• Exercise:
Rewrite the lines below from the line with "A note for the class: find the woman's" up to and including the line with "<point>1239,630</point>", keeping the requests as they are but scaling every x and y coordinate in the answers by 2.5 and rounding to whole numbers, with halves rounded up. Give only these lines.

Lines excerpted from a collection
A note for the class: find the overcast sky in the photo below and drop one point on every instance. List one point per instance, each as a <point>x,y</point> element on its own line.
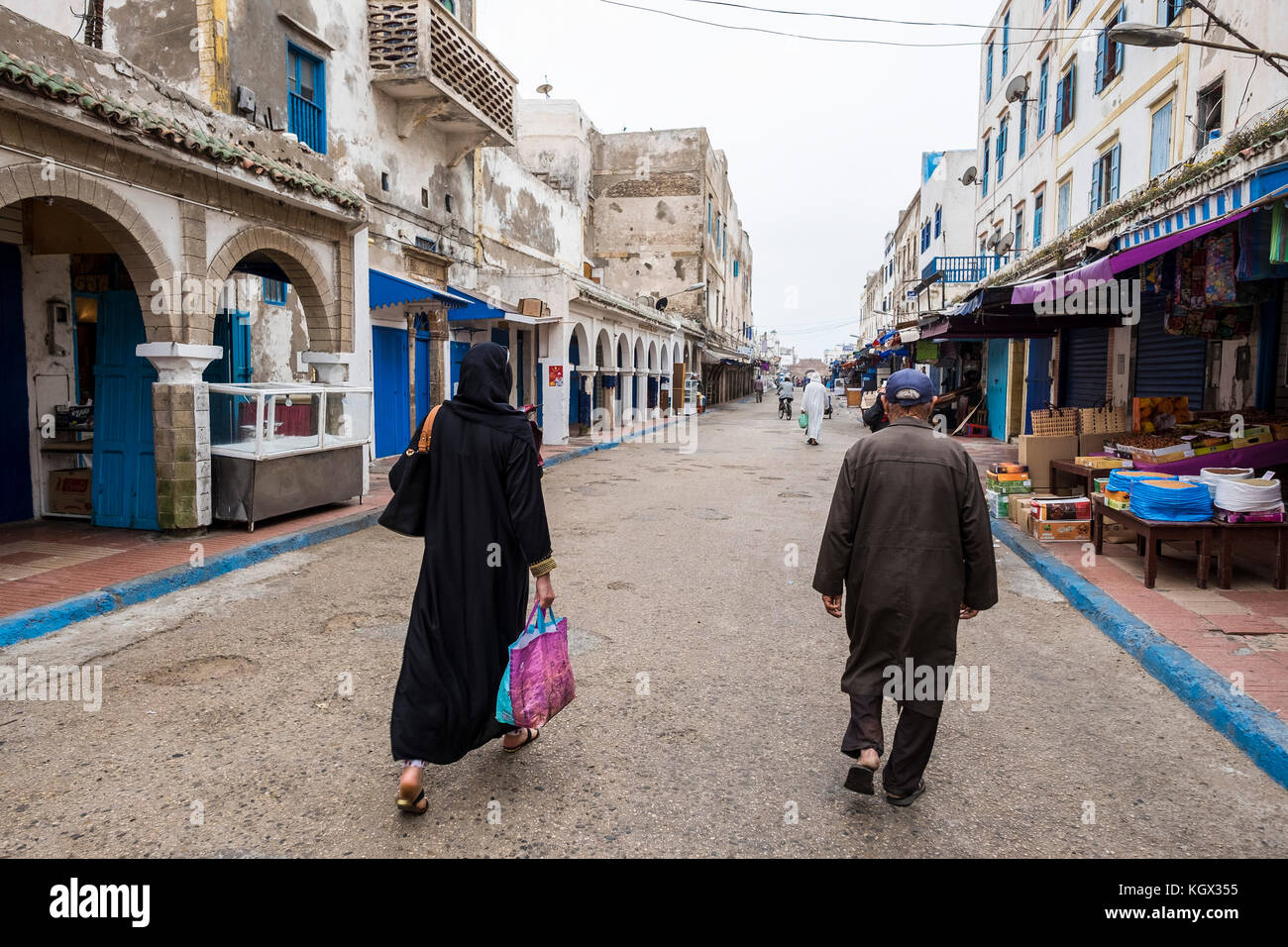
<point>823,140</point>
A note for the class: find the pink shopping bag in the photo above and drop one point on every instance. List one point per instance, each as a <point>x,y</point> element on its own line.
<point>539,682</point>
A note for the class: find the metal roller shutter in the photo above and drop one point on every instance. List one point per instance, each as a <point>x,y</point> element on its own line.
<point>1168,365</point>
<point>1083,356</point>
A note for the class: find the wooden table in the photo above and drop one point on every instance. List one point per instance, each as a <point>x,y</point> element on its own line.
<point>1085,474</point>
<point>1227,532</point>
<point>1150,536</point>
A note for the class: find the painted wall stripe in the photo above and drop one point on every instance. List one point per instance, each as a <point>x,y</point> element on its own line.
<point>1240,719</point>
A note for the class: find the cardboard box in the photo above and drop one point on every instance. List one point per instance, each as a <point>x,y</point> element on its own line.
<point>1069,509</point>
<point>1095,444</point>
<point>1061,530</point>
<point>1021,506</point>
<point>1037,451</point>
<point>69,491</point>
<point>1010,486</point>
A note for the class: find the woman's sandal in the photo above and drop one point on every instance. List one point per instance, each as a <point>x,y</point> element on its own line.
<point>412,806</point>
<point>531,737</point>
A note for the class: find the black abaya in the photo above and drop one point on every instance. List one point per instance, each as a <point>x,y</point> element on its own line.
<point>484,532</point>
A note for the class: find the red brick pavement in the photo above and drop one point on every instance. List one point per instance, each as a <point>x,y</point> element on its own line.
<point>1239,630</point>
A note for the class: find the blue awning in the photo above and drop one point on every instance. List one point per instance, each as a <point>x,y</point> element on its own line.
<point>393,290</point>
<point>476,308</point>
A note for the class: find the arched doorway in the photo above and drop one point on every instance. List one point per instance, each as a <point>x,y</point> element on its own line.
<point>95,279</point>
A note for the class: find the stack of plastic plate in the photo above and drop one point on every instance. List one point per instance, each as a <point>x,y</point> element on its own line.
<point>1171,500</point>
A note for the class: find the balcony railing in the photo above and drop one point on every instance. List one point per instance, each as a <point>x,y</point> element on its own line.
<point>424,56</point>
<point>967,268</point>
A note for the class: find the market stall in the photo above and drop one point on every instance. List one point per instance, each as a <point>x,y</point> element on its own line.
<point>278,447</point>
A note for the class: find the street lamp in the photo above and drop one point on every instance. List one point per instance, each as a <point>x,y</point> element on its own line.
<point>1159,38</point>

• Result for this task:
A note for the class: find the woman's sandal in the photo above and drop one point on every instance. List one point per instance, each as a <point>x,y</point> element on its own line.
<point>1030,2015</point>
<point>1328,1843</point>
A note for the class: find the black abaya in the photo above and drop one point on every instance. List one point per instance, each as a <point>x,y</point> element on its own line.
<point>1210,1330</point>
A note for the class: find the red brick pavement in the photo above and drop one point on every instance. List one point per instance, each as a <point>x,y</point> element on its own line.
<point>3098,1575</point>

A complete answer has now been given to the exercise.